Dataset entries
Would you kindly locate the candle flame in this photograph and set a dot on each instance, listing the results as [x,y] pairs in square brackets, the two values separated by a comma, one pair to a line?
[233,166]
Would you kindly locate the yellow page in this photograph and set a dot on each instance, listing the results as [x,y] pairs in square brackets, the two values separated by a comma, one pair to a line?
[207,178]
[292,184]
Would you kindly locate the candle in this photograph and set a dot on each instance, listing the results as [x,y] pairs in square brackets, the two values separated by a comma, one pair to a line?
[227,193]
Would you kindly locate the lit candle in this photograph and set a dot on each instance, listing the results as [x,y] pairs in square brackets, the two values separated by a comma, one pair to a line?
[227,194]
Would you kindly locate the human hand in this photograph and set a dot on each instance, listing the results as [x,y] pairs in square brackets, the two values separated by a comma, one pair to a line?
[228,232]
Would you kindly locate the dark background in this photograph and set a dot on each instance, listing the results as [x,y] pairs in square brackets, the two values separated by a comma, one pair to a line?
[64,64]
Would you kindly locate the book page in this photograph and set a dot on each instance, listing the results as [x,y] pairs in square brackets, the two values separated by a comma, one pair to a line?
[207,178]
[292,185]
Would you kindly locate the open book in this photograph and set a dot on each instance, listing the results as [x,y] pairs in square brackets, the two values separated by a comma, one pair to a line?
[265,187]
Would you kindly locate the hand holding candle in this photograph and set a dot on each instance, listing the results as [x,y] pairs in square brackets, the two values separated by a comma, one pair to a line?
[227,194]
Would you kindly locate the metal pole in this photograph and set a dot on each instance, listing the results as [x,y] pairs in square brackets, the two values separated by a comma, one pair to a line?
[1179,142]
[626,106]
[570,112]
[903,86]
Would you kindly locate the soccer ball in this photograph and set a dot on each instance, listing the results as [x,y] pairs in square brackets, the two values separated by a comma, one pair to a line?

SHORT PROBLEM: Turn all the lines in the rows above into a single numbered list, leaving out any blank lines.

EXERCISE SOLUTION:
1. Would you kindly locate the candle flame in this photograph and set a dot on each instance, listing the results as [x,y] pairs in square brackets, the two values separated by a comma, one pair to a line?
2. [233,166]
3. Would you kindly locate the yellow page in this photograph and set a dot on each instance, listing the results as [x,y] pairs in square brackets, the two values separated by a comma, one pair to a line?
4. [207,178]
5. [292,184]
6. Would you kindly locate the candle in this photograph and set a dot on each instance, listing the results as [x,y] pairs in square brackets, the two values separated by a comma, one pair to a line?
7. [227,193]
8. Would you kindly locate the lit candle in this photograph and set a dot on each instance, listing the results as [x,y] pairs in square brackets, the two values separated by a comma, one pair to a line?
9. [227,194]
10. Would you kindly locate the human hand in this photograph and set a dot on each instance, listing the results as [x,y] pairs in square brackets, the two values separated by a comma, one pair to a line?
11. [228,232]
12. Would you kindly locate the dark background in this photograph and set a dot on each instance, listing the results as [x,y] pairs in square brackets, the two values separated by a comma, one pair to a line?
13. [64,64]
14. Would you kindly locate the book page in this photograph and set a dot on each instance, listing the results as [x,y] pairs in square brackets, the two values separated by a comma, one pair to a line?
15. [207,178]
16. [292,185]
17. Would you kindly locate the open book in this photograph and set a dot on each instance, listing the results as [x,y] pairs in square brackets, the two values separated by a comma, one pair to a line?
18. [265,187]
19. Would you kindly locate the hand holding candle in this photograph and set a dot on each instance, listing the results as [x,y] pairs in square brackets, the two values separated by a comma, one pair to a line?
20. [227,194]
21. Would you kindly locate the metal pole in this photograph and set a dot on each instance, listing the results as [x,y] pairs in square brackets, the two values separated by a comma, one pair to a line?
22. [1179,142]
23. [626,106]
24. [570,112]
25. [903,86]
26. Would you kindly locate the soccer ball in this photograph and set a dot on each instance, listing the results as [x,y] pairs in square brackets, the two values separated by a comma, one pair to a line?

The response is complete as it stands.